▸ Given instruction: Quote every item below word for word, leaving the pictures out of your answer.

Part of a data file
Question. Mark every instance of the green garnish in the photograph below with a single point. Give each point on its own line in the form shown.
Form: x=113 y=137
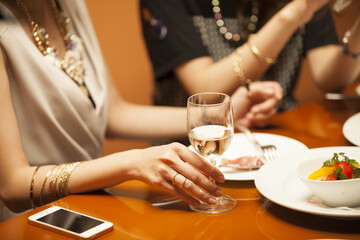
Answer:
x=356 y=173
x=339 y=175
x=336 y=159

▸ The response:
Question. Mark every instance of the green garnish in the photograph below with a single point. Give each point on its own line in the form shown.
Form: x=113 y=137
Answer:
x=356 y=173
x=339 y=175
x=336 y=159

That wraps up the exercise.